• [SOURCE DATA]:

--

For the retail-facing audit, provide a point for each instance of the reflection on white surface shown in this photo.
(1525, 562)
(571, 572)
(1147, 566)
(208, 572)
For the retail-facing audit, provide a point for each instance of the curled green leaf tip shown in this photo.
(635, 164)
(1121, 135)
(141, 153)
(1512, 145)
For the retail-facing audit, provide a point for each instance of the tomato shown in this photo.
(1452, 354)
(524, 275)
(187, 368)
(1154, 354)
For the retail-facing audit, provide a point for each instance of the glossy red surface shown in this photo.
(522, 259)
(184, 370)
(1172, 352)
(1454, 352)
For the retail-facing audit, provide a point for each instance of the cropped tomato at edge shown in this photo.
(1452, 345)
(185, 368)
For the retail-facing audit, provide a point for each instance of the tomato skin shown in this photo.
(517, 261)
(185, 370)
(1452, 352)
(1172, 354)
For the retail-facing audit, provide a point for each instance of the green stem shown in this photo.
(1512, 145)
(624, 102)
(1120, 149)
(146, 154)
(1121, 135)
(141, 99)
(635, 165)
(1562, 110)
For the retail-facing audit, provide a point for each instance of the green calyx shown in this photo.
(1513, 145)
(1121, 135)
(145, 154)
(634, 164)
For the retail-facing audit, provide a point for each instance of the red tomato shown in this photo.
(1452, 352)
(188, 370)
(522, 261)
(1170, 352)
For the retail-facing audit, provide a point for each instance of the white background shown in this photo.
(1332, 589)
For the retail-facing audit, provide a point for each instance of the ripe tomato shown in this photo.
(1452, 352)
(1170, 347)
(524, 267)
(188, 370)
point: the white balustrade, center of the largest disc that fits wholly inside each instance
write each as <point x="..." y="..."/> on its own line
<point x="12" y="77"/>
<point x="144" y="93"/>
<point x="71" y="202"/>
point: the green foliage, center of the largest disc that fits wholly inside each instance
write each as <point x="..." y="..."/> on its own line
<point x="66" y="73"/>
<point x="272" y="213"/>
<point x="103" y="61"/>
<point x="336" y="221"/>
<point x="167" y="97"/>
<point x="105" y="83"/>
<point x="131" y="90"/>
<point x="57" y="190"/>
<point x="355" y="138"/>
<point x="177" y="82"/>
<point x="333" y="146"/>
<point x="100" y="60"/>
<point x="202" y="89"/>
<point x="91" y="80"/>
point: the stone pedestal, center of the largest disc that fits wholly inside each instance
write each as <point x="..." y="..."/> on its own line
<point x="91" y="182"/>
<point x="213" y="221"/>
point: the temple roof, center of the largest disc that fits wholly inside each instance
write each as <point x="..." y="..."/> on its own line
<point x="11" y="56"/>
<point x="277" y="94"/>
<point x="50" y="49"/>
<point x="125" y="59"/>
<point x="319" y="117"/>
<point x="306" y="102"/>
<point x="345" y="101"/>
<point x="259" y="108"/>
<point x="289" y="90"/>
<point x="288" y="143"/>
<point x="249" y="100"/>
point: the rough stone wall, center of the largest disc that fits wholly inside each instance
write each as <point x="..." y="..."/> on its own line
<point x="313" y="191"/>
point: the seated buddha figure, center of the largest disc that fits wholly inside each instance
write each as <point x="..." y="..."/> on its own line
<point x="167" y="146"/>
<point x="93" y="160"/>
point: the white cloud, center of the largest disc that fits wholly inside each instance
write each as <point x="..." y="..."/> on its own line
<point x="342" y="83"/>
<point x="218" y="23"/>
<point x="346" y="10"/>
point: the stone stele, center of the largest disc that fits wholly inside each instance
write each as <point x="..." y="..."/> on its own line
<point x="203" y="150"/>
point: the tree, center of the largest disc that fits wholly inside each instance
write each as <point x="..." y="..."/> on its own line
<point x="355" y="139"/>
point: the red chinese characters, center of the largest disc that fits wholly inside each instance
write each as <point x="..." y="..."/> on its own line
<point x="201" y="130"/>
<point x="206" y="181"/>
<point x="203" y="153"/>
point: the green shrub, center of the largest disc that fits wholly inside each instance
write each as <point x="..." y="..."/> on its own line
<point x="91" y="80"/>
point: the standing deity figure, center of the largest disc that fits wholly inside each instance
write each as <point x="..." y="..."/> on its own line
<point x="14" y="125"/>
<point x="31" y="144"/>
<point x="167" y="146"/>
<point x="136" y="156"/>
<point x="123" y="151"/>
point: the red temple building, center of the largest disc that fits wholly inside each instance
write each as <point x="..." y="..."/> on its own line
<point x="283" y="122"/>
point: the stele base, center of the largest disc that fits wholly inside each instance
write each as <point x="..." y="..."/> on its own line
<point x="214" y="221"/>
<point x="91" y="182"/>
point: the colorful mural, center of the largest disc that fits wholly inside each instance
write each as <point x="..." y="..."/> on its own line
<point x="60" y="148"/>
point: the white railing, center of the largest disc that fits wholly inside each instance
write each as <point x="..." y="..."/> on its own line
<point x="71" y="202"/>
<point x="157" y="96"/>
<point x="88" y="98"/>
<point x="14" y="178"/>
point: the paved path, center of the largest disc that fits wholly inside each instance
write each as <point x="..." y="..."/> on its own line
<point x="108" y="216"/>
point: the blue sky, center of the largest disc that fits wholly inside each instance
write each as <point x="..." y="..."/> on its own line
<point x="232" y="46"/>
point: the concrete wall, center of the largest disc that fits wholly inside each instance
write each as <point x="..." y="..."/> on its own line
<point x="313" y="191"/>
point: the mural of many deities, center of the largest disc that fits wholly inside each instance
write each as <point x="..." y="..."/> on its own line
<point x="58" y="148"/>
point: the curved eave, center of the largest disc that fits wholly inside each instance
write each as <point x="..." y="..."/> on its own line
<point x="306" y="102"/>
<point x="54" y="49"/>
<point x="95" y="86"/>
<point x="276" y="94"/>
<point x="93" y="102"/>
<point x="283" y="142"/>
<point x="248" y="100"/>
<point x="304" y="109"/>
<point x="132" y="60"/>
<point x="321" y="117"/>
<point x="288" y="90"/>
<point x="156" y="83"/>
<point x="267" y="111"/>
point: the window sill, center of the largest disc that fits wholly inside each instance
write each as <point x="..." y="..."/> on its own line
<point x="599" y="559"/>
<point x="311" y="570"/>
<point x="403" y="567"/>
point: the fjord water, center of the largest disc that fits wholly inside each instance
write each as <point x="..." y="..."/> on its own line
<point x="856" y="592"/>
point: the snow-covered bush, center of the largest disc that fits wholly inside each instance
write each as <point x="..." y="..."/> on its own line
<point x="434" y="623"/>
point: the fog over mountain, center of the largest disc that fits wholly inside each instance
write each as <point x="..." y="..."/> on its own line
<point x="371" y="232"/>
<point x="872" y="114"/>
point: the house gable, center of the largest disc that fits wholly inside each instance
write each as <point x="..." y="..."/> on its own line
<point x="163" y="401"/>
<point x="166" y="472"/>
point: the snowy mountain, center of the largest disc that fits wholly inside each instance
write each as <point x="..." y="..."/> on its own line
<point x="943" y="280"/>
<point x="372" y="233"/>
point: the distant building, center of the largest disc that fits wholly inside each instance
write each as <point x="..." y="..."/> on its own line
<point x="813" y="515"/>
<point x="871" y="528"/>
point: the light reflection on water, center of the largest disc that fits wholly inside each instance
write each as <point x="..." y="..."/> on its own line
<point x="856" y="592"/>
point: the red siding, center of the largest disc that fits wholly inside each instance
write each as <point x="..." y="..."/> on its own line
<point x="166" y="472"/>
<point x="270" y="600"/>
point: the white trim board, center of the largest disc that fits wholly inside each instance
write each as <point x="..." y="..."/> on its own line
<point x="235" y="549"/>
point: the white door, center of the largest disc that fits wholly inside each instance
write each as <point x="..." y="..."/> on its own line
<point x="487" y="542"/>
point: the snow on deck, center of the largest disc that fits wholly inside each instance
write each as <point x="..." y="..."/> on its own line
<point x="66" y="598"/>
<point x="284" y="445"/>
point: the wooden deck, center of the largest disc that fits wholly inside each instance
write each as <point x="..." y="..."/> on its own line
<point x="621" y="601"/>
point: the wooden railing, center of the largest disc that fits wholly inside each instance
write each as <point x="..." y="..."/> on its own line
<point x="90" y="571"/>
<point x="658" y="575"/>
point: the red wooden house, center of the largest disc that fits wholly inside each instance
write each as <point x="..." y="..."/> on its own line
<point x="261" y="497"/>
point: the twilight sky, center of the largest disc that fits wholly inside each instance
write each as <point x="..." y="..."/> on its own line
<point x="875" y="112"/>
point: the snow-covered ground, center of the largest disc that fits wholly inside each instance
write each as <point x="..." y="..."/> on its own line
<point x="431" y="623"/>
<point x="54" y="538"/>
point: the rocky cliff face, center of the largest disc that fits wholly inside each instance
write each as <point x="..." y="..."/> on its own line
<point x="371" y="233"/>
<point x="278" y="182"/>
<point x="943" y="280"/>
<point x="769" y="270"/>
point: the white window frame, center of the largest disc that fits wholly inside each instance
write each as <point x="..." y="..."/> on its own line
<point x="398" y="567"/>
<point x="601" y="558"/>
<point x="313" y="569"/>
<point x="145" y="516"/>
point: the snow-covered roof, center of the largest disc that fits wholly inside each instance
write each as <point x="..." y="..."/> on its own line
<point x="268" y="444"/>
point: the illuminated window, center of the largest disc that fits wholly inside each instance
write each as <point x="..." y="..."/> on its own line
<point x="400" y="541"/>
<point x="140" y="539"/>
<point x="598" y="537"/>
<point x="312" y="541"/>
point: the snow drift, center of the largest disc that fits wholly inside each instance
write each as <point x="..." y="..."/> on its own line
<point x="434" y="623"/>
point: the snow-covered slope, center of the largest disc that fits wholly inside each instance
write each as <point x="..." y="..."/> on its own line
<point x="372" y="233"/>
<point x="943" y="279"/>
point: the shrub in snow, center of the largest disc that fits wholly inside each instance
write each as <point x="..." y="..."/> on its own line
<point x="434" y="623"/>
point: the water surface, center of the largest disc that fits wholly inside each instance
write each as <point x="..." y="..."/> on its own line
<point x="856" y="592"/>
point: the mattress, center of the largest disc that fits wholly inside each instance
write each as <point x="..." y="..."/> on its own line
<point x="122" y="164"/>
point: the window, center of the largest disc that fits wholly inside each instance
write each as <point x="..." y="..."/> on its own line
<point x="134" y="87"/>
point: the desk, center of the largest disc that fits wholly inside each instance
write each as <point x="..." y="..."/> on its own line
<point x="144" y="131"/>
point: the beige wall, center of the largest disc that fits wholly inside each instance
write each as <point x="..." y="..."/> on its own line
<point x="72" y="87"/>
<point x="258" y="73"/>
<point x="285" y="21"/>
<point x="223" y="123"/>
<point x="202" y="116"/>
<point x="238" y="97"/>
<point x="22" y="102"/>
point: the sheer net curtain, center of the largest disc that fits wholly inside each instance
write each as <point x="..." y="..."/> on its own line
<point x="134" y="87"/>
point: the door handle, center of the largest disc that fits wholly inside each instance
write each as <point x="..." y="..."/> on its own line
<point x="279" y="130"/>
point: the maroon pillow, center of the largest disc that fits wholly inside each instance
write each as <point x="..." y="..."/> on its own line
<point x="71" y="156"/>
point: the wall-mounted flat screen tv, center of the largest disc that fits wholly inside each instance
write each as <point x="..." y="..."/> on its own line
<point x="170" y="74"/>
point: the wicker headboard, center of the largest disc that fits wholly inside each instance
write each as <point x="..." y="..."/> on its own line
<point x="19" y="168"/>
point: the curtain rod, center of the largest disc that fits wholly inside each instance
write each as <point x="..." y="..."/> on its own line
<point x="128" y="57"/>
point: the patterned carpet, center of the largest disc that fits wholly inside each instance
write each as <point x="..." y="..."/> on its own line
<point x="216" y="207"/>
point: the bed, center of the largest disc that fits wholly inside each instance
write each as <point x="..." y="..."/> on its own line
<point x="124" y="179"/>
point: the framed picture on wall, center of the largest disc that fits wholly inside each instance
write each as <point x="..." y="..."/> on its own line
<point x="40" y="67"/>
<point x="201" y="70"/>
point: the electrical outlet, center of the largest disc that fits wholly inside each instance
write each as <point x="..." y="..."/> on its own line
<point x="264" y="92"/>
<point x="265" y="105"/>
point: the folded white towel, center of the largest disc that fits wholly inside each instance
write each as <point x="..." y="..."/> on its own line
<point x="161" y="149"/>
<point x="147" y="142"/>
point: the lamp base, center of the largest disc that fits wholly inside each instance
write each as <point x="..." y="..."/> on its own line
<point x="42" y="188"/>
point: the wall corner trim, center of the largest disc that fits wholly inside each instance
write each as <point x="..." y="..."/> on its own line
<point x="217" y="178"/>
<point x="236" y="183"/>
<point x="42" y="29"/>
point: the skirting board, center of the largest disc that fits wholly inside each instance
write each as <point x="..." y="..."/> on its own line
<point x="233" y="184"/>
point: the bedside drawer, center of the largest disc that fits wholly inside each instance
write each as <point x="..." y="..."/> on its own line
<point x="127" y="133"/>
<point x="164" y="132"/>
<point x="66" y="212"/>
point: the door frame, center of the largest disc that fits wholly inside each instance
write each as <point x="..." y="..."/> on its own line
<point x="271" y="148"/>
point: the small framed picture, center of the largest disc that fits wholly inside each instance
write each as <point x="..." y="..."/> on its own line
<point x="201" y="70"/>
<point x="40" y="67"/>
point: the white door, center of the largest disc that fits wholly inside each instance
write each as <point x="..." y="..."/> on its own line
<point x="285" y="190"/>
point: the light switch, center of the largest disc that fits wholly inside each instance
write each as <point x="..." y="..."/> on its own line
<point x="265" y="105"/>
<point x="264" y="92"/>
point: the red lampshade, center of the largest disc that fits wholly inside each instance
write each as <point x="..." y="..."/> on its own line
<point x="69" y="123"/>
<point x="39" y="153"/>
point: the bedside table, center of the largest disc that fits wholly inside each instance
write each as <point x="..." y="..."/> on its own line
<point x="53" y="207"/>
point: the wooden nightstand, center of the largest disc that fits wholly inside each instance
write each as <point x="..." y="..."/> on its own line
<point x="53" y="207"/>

--

• [ASSIGNMENT]: Find and copy each line in the material above where the string "mountain" occurs.

• [RESULT OF THIS TASK]:
point: the fog over mountain, center of the largest disc that fits wholly inside each instance
point: the snowy mountain, center of the largest disc that fits wholly inside each instance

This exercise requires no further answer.